▶ _PAGE EXCERPT_

<<<<

Home at Last

Just a quick note to let everyone know that we’ve arrived home. After getting stuck in Salt Lake City for a day–where we couldn’t get a flight to Medford–we rerouted to Reno, rented a car and drove the rest of the way.

Thank you all for joining us on our journey through the Middle East. I hope that this blog and the photos were able to provide you with a sense of place and events. Of course, now that we’re back, I’m realizing that there’s a lot that I’ve left out; like the night in Nablus when we awoke to the sound of tank engines and gunfire at the south end of the city. Perhaps that didn’t seem relevant at the time because we’d been there for several nights and there had been gunfire every night.

Escape from Tel-Aviv

Getting on a flight out of Tel-Aviv on standby requires persistence, patience and athletic ability. The first I have. The second, no. And the third is waning as I slide down the backside of my 30s.

I only sustained minor injuries on the last-minute dash to the gate, but I’ll get to that in a bit.

The flight we needed to get on was scheduled to depart at 11:40 p.m. At 10:40, things were looking really good for the dozen of us who were hoping to get out of Tel-Aviv that night. One group we knew from Tuesday night’s failed mission.

All the regular passengers had boarded and they had told us that they would begin calling us by priority level and processing boarding passes. There were several people who had higher priority standby status than we did and after they were processed, it was a our turn.

It was 10:50 when they began processing our tickets and that’s when things started going to hell. First a late-arriving revenue customer arrived. There was a flurry of activity to get his baggage checked and tagged, get his boarding pass processed and get him to the gate.

They closed all their windows and began processing standby customers again. We were in the process of getting our boarding passes when another late passenger showed up. They informed him that they had closed the windows. He wouldn’t take no for an answer and began arguing with the attendant. Everything stopped and the moments ticked away.

Apparently, he was a Palestinian. He said he had been detained at a checkpoint for 3 hours. There were no checkpoints inside of Israel, so I assumed he was a West Bank Palestinian who had come from Ramallah through Qalandiya checkpoint. I was fairly certain that the Israelis did not allow West Bank Palestinians to fly out of Tel-Aviv.

>>>>

▶ _SUPPLIED DATA_
<<<<

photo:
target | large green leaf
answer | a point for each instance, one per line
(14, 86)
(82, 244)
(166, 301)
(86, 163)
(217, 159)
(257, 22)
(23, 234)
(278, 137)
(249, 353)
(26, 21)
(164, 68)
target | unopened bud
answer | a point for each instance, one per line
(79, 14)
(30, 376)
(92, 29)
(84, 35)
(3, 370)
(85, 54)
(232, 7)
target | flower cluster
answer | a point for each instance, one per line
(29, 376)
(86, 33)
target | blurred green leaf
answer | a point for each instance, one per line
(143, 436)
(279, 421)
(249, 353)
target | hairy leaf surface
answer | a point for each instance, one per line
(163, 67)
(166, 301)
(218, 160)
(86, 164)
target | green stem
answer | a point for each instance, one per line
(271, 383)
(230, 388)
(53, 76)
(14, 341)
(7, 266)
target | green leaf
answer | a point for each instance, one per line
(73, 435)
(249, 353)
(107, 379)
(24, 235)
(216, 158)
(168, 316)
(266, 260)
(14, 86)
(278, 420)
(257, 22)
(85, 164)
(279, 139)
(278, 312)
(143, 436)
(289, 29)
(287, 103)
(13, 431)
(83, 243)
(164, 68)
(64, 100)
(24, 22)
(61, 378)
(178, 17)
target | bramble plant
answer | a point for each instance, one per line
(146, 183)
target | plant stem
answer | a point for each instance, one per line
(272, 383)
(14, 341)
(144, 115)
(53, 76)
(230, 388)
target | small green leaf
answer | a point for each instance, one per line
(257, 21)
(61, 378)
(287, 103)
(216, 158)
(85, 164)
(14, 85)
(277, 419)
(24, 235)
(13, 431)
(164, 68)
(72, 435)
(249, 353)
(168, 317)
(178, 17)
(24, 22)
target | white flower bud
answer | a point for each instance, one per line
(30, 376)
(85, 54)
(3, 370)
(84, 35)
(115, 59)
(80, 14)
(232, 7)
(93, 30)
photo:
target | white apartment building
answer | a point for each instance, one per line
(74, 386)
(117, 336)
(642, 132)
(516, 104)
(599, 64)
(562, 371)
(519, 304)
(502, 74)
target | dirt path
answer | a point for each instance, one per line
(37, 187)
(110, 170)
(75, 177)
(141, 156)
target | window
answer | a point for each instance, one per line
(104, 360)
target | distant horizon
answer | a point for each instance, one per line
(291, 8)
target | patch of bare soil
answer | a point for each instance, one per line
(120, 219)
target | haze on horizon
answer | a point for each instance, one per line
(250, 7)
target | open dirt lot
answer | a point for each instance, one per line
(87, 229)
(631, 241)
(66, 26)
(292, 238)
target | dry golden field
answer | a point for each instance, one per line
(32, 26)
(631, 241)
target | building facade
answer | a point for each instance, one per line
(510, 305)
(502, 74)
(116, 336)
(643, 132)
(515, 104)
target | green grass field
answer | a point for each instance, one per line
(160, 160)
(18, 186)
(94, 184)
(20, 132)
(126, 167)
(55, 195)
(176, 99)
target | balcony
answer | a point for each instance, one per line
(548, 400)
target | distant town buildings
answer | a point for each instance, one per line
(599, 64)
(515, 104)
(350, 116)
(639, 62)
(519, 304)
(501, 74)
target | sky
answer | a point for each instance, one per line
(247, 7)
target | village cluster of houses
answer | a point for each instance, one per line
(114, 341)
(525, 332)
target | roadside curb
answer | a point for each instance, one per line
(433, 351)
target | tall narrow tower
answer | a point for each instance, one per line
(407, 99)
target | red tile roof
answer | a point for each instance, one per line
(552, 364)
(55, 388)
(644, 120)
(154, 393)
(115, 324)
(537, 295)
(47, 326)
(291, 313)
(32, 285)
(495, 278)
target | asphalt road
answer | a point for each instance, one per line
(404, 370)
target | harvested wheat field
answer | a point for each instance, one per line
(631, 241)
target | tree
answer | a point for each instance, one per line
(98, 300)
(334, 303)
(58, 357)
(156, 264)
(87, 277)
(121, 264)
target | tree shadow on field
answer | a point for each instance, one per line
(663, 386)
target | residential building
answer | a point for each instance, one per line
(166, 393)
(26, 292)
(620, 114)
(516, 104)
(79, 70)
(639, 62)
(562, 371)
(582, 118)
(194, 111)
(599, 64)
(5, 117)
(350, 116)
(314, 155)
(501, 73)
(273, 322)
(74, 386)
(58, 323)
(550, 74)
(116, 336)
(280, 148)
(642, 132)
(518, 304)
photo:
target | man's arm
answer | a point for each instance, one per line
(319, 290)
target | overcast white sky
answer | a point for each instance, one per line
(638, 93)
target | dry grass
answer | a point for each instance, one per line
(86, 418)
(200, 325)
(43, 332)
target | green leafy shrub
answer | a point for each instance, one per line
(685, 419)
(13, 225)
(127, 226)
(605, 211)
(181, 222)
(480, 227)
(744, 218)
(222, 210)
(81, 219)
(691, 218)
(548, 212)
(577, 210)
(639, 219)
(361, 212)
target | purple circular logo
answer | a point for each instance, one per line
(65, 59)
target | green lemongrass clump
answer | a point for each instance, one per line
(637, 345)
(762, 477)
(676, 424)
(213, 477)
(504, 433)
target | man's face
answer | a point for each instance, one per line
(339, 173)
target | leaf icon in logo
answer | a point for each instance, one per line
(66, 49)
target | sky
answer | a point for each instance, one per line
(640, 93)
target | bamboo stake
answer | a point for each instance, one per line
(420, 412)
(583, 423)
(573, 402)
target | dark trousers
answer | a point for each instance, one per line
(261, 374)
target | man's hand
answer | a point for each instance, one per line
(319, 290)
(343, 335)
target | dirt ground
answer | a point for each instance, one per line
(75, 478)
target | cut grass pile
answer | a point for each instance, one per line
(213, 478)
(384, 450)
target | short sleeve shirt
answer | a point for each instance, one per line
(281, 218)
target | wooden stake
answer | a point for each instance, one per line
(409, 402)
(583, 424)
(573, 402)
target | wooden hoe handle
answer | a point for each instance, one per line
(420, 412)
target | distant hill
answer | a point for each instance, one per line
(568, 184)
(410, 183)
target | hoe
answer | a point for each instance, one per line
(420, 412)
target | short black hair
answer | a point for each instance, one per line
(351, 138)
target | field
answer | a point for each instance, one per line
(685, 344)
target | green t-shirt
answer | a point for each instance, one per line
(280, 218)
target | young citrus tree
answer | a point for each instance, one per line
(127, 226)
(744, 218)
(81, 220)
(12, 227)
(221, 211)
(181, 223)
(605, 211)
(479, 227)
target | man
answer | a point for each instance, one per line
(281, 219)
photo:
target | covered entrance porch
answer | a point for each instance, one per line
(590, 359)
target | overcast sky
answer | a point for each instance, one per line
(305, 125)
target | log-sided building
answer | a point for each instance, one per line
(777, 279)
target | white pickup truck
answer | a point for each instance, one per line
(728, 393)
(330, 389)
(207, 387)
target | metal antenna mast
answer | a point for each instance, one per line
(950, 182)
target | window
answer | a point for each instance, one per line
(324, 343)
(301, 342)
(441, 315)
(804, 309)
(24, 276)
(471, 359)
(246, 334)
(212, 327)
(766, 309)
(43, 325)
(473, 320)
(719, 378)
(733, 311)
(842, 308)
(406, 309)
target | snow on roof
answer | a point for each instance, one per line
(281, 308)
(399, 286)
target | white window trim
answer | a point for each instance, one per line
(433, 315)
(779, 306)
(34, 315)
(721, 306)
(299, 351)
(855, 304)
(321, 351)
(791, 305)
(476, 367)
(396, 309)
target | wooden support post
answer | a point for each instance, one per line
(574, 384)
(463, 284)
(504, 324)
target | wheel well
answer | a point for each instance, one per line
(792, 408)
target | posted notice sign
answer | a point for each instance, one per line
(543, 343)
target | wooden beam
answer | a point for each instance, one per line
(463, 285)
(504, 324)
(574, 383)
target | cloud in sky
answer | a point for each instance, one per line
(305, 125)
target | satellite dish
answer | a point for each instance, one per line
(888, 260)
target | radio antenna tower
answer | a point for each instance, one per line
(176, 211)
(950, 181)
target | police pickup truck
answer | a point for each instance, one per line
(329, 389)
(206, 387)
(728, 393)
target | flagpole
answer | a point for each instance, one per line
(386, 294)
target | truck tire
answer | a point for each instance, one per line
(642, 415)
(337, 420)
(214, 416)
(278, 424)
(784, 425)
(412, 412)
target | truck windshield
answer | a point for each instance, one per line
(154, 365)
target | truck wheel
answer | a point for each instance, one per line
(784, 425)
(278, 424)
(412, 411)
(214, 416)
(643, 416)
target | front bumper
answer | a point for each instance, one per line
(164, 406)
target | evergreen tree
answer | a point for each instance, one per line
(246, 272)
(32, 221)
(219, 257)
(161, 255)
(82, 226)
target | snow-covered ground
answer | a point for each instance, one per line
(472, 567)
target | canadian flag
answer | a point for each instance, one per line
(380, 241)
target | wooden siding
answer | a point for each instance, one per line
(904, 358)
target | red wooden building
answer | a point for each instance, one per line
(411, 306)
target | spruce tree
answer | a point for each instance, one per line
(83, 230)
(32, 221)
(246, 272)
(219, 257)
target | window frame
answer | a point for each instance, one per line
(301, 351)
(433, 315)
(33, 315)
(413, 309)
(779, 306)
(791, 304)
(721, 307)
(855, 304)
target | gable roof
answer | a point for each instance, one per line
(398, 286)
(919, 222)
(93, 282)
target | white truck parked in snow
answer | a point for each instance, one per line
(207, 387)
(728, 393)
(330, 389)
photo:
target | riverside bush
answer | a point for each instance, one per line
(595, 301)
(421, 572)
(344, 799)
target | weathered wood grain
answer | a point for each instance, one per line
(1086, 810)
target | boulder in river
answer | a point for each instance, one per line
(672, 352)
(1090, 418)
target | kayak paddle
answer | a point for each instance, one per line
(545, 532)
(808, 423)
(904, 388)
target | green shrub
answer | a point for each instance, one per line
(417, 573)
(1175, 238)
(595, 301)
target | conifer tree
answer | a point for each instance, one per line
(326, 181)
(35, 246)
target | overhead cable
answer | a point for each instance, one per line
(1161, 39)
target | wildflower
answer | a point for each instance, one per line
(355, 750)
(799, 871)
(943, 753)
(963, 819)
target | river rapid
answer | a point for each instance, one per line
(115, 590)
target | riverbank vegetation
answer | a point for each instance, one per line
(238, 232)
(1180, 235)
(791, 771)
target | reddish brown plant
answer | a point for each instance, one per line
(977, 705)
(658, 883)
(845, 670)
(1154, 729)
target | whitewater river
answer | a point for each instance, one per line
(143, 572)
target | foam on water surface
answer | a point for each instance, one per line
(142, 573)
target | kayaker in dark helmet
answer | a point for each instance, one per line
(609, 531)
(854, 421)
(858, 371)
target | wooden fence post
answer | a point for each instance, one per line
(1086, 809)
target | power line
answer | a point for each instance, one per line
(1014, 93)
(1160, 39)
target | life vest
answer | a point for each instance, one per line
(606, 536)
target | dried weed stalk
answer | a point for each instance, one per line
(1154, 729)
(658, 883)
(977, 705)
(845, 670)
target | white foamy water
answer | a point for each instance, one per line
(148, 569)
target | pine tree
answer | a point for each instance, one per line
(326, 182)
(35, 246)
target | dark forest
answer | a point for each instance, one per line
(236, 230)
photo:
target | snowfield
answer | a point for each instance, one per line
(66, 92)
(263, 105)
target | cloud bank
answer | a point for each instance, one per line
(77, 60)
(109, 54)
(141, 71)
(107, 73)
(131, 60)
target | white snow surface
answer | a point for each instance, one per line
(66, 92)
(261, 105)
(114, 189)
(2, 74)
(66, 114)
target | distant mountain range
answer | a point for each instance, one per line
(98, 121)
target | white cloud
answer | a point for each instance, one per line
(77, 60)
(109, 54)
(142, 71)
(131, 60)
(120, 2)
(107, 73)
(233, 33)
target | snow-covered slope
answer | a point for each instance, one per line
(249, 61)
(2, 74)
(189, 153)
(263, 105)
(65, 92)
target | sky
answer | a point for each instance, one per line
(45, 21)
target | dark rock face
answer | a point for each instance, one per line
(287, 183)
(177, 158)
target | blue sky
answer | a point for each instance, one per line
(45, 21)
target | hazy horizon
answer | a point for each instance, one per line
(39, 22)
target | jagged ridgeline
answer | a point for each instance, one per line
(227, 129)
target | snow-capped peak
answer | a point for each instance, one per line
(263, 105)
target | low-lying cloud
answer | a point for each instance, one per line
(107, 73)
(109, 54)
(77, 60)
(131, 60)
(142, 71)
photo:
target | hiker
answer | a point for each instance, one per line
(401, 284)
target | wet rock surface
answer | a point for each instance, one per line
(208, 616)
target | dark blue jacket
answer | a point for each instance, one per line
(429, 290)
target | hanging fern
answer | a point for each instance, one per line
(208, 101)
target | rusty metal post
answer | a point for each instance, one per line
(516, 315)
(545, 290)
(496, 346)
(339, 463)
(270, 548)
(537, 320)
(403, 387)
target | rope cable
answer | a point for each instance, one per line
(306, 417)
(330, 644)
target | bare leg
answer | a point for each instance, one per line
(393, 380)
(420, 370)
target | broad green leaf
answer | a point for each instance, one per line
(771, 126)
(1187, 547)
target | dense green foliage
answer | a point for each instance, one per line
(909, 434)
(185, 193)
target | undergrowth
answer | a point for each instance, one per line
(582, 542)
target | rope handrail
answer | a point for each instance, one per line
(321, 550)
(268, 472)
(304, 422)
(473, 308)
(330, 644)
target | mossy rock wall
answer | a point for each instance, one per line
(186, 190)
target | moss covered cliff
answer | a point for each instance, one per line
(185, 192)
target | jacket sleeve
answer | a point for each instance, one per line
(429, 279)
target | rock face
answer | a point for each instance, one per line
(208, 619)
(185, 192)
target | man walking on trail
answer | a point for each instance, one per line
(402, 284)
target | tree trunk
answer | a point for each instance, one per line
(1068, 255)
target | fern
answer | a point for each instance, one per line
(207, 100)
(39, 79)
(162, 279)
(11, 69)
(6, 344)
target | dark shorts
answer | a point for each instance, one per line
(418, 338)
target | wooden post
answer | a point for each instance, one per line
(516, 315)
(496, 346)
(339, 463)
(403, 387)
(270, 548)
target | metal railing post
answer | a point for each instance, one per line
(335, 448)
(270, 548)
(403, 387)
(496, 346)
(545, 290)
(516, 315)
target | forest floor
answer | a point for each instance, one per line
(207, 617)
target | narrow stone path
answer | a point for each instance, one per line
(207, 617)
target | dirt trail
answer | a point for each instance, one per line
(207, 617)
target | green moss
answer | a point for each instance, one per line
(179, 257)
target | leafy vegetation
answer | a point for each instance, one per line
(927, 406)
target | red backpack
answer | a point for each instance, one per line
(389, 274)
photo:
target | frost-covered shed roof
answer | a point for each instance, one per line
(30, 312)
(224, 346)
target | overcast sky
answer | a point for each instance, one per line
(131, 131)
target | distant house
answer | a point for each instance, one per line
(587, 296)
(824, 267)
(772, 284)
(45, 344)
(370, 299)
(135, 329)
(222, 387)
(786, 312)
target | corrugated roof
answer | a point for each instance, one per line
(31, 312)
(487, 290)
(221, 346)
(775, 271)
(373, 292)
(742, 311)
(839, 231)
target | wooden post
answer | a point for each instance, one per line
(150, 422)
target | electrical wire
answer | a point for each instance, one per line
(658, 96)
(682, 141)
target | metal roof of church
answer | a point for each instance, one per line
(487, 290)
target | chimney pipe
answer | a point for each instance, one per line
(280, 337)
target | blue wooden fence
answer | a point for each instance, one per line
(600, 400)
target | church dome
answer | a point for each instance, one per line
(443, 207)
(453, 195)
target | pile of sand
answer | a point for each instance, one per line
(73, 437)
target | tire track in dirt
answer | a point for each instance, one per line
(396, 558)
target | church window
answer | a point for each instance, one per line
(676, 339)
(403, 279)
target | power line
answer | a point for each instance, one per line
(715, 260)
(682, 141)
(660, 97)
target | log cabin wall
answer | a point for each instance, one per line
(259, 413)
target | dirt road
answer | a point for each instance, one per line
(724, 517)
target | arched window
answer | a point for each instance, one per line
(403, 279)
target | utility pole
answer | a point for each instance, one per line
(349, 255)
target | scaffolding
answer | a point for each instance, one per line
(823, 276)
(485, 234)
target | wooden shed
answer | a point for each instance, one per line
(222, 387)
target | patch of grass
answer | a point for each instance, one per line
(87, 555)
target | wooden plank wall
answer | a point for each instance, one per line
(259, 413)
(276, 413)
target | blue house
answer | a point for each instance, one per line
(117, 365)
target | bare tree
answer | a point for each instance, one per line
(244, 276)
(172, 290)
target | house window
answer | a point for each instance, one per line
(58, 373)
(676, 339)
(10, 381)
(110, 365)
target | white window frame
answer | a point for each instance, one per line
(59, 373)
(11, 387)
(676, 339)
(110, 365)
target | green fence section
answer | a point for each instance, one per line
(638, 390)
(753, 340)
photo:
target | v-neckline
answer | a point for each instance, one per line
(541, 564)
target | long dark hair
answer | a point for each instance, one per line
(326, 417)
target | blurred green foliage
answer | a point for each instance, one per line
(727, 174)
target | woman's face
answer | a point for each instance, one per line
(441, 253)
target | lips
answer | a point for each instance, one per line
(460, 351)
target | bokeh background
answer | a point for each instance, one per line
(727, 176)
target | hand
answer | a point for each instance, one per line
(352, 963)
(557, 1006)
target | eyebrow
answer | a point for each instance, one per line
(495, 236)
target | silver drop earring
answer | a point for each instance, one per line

>>>>

▶ _SHORT PROBLEM_
In the blog post about leaving Tel-Aviv, when was the flight out of Tel-Aviv scheduled to depart? The rows aren't needed here.

▶ _REPLY TO THE EXERCISE_
11:40 p.m.